Excerpted text:
★ ★ ★ ★ ★
AlignAlloc(), AlignCAlloc(), AlignFree(), AlignSize(), AlignPayload()

Post your FreeBASIC tips and tricks here. Please don’t post your code without including an explanation.
D.J.Peters
Posts: 8023
Joined: May 28, 2005 3:28
Contact:

AlignAlloc(), AlignCAlloc(), AlignFree(), AlignSize(), AlignPayload()

Postby D.J.Peters » Mar 14, 2020 23:25

I was run in to trouble while I port some of my math 3d stuff (operators) to fast SSE inline assembler.
All worked so far on 64-bit Windows and Linux but crashed on 32-bit.
I found out that FreeBASIC alloctes UDT's and of course Classes on 32-bit on a 8 byte boundary and on 64-bit on a 16 byte boundary.

So I needed SSE aligned memory on 32-bit also.

By the way I used it in fbImage before that means you can free an aligend pointer with ImageDestroy() if you like :-)
Of course AlignFree() does the same job and set the deallocated pointer to NULL !

Joshy

Code: Select all

' alloc aligned memory (default not cleared)
function AlignAlloc(byval nItems as uinteger, byval sizeofItem as uinteger, byval alignment as uinteger,byval bClearMem as boolean=false) as any ptr
  if nItems=0 then return 0
  if sizeofItem=0 then sizeofItem=nItems
  if alignment=0 then alignment=sizeofItem
  'print "AlignAlloc(" & nItems & "," & sizeofItem & "," & alignment & ")"
  alignment-=1
  dim as uinteger pointer_size = (sizeof(any ptr)*3)
★ ★ ★ ★ ★
Work instructions:
a) Show each line of the listing that contains the string "bare", treating uppercase and lowercase as different.
b) Carry on the FreeBASIC forum post about aligned memory allocation from the point where it stops.
The forum post and the listing come from unrelated sources.
★ ★ ★ ★ ★
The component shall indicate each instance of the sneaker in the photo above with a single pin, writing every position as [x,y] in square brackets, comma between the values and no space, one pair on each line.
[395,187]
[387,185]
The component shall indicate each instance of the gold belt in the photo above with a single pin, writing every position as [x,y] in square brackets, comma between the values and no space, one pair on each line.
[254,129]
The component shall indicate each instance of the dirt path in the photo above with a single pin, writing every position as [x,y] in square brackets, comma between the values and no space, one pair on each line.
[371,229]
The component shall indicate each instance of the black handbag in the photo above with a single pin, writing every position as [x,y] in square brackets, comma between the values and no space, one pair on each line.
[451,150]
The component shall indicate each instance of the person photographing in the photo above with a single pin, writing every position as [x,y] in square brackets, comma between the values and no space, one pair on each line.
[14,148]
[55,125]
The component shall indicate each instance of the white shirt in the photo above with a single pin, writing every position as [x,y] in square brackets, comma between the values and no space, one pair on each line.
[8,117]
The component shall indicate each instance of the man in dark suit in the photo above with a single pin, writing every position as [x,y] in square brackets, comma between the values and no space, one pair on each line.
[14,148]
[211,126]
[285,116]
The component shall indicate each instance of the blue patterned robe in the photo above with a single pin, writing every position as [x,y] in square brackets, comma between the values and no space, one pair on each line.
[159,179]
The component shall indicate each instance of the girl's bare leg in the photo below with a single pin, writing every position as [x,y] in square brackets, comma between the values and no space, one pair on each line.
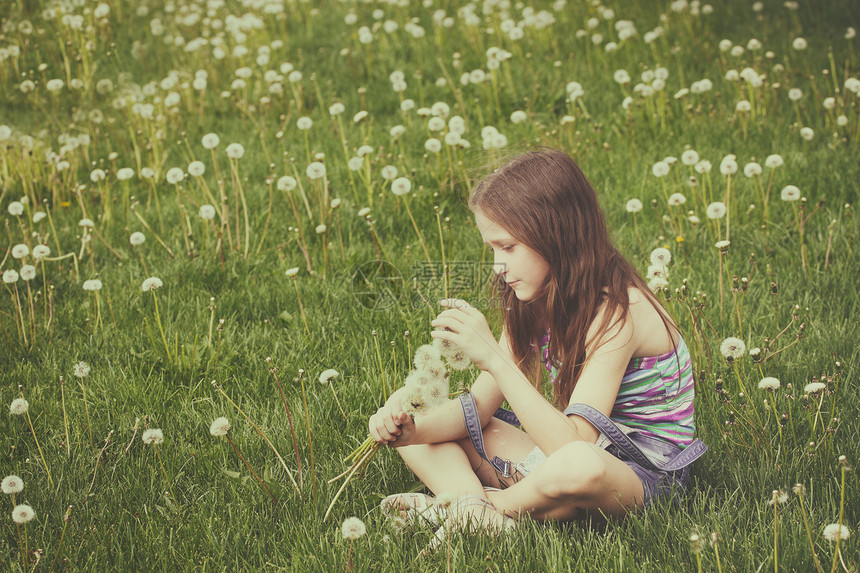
[576,480]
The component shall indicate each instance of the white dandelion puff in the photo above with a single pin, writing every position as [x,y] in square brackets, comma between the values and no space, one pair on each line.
[327,376]
[353,528]
[22,514]
[732,348]
[835,531]
[151,283]
[19,406]
[153,436]
[661,256]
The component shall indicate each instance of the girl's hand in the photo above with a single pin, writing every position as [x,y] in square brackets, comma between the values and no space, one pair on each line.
[466,326]
[391,425]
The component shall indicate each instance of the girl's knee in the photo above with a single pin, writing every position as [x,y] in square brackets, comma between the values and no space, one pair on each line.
[574,471]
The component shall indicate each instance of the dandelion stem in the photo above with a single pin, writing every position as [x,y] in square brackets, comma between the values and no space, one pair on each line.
[808,531]
[841,516]
[310,439]
[38,447]
[164,471]
[247,465]
[292,429]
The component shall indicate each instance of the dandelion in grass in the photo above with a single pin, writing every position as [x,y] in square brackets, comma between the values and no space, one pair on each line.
[220,427]
[327,378]
[155,437]
[11,485]
[21,407]
[151,285]
[23,514]
[732,348]
[835,531]
[352,528]
[291,273]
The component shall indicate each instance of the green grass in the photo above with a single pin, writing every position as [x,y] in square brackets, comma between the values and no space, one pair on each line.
[123,517]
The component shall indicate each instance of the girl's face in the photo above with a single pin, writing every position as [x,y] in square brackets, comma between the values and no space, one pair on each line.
[522,269]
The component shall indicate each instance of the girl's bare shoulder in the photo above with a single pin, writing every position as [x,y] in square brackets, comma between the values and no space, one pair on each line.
[650,334]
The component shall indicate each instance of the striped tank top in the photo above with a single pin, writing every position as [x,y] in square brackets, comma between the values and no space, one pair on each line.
[655,396]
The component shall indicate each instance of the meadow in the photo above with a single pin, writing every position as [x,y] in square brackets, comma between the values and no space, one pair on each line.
[249,209]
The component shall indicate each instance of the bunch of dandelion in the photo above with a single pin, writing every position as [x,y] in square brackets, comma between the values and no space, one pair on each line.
[353,528]
[20,407]
[425,388]
[154,437]
[150,285]
[221,427]
[21,515]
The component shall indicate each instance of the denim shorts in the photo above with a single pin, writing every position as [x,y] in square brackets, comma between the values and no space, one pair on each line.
[655,484]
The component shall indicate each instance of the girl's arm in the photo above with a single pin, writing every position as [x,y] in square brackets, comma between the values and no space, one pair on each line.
[550,429]
[441,424]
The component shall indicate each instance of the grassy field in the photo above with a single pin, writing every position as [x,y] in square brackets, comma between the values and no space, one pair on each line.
[290,255]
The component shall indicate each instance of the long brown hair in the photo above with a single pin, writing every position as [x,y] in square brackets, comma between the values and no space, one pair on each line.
[544,200]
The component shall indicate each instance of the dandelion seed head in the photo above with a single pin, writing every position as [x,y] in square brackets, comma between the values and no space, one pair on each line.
[633,205]
[733,348]
[777,497]
[660,169]
[19,406]
[353,528]
[219,427]
[773,161]
[690,157]
[835,531]
[174,175]
[789,193]
[660,256]
[814,387]
[401,186]
[426,354]
[207,212]
[12,484]
[458,360]
[211,141]
[22,514]
[235,151]
[152,436]
[413,400]
[716,210]
[316,170]
[151,283]
[326,376]
[20,251]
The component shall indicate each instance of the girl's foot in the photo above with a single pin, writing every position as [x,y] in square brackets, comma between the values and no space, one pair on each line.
[412,509]
[471,513]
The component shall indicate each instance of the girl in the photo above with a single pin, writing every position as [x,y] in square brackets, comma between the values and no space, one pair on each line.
[619,432]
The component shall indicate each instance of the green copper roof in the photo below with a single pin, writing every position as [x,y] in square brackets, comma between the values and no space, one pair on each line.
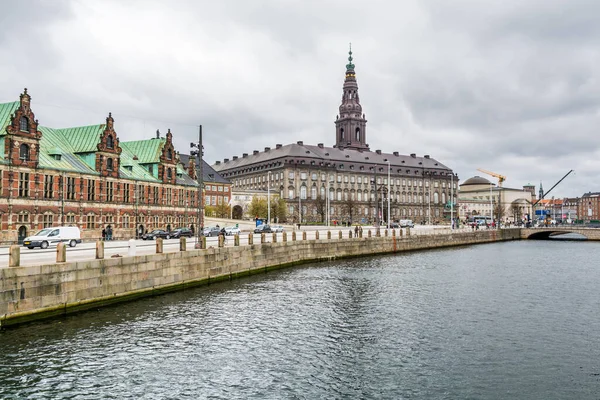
[84,139]
[6,110]
[147,151]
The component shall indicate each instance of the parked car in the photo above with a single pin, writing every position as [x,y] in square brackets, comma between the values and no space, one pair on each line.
[232,230]
[264,228]
[211,231]
[181,232]
[53,236]
[155,234]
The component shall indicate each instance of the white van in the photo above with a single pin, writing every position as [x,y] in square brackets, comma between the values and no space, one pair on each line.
[53,236]
[406,223]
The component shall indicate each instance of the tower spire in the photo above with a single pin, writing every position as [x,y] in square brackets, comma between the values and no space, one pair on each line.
[350,125]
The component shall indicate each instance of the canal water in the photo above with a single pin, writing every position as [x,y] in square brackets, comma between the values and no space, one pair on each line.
[516,320]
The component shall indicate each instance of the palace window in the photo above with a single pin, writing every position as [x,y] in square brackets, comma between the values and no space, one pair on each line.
[48,186]
[24,124]
[23,184]
[48,220]
[24,152]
★ ★ ★ ★ ★
Responses:
a)
The component shall indicate each instance of the girl's bare leg in the photo below with a single pin, writing every position as [x,y] in square brackets, comma between the values and no space, one pair on each line.
The component shall indicate each instance of the girl's bare shoulder in the photo above with a single pin, writing every position as [x,y] in square brackets, comma between the values and no space, one pair on each line.

b)
  dim as uinteger payload_size = nItems*sizeofItem
  dim as integer  allocated_size = payload_size + pointer_size + alignment
  dim as any ptr tmp = iif(bClearMem,callocate(allocated_size),allocate(allocated_size))
  dim as any ptr p = cptr(any ptr,((cast(uinteger,tmp) + pointer_size + alignment) and not alignment))
  cptr(any ptr ptr,p)[-3] = cptr(any ptr,payload_size)
  cptr(any ptr ptr,p)[-2] = cptr(any ptr,allocated_size)
  cptr(any ptr ptr,p)[-1] = tmp
  return p
end function

' alloc cleared aligned memory
function AlignCAlloc(byval nItems as uinteger, byval sizeofItem as uinteger, byval alignment as uinteger) as any ptr
  return AlignAlloc(nItems,sizeOfItem,alignment,true)
end function

' get total size of aligned memory
function AlignSize(byval p as any ptr) as uinteger
  if p=0 then return 0
  return cast(uinteger,cptr(any ptr ptr,p)[-2])
end function

' get size of payload memory
function AlignPayload(byval p as any ptr) as uinteger
  if p=0 then return 0
  return cast(uinteger,cptr(any ptr ptr,p)[-3])
end function

' free an aligned pointer (byref) and set it NULL
' !!! be sure the pointer was allocted aligned before !!!
' Is the same as ImageDestroy() :-)
sub AlignFree(byref p as any ptr)
  if p then
    var original_p = cptr(any ptr ptr,p)[-1]
    if original_p then deallocate original_p
    p=0
  end if 
end sub
Last edited by D.J.Peters on Mar 14, 2020 23:32, edited 1 time in total.
SARG
Posts: 1046
Joined: May 27, 2005 7:15
Location: FRANCE

Re: AlignAlloc(), AlignCAlloc(), AlignFree(), AlignSize(), AlignPayload()

Postby SARG » Mar 15, 2020 8:46

@D.J.Peters
I was not at home yesterday however I could read your (deleted ????) post about the alignment problem.
That's strange because according to an asm 'bible' that I often use (https://www.felixcloutier.com/x86/ ) Movups avoids crashes.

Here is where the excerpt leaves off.